((

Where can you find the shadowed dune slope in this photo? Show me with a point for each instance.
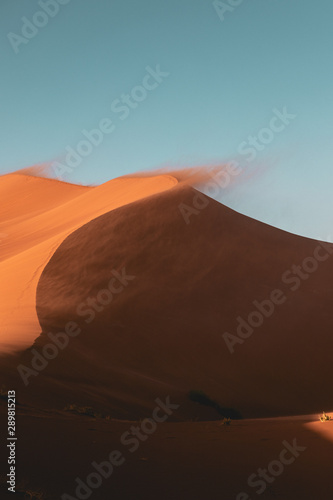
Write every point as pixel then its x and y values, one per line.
pixel 161 334
pixel 36 215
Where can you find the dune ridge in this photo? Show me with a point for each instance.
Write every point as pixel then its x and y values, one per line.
pixel 36 215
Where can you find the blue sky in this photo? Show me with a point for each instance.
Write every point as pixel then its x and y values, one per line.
pixel 226 75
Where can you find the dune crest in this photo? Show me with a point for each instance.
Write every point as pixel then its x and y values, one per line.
pixel 36 215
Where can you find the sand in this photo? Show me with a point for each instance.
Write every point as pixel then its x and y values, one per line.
pixel 146 296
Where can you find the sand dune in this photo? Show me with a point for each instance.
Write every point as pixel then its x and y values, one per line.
pixel 109 300
pixel 188 285
pixel 36 215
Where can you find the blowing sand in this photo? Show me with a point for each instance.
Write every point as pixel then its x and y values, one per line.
pixel 140 302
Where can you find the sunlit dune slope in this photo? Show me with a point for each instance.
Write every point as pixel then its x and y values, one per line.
pixel 162 333
pixel 36 215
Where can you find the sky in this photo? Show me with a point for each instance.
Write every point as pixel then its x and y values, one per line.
pixel 100 89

))

**Exercise:** Working from the lines above, reproduce the material exactly and exclude its pictures.

**Response to this task:**
Where can you find the shadowed dune slope in this photo? Show me with a point for each instance.
Write every point as pixel then its x and y values, one per line.
pixel 161 334
pixel 36 215
Where can you find the dune ridge in this photo? Show me with a point for each instance.
Write every point as pixel then its x and y values, one per line.
pixel 36 215
Where can you find the blue sky in this photo? Show me with a point for each instance.
Write every point as pixel then its x and y values, one per line.
pixel 226 75
Where can you find the dune crest in this photo? Show me with a point for each instance.
Write every point as pixel then its x and y values, one per line.
pixel 36 215
Where can you find the sand in this photo? Show me with a point for each instance.
Write every point as pixel then its x and y values, one per line.
pixel 146 296
Where can you find the sand dune in this photo? Show me with a point for each instance.
Write every point as pixel then its x and y values, one per line.
pixel 109 300
pixel 188 285
pixel 36 215
Where can you find the blowing sand in this photo? Show me with a point for each instance.
Write every point as pixel then its x and y values, one per line.
pixel 140 302
Where can you find the sunlit dune slope in this photo? Show me with a point for each instance.
Write every point as pixel then its x and y values, one per line.
pixel 162 333
pixel 36 215
Where can you find the sky in this photo? Show me with a point for each instance.
Write every point as pixel then its x and y values, one per line.
pixel 100 89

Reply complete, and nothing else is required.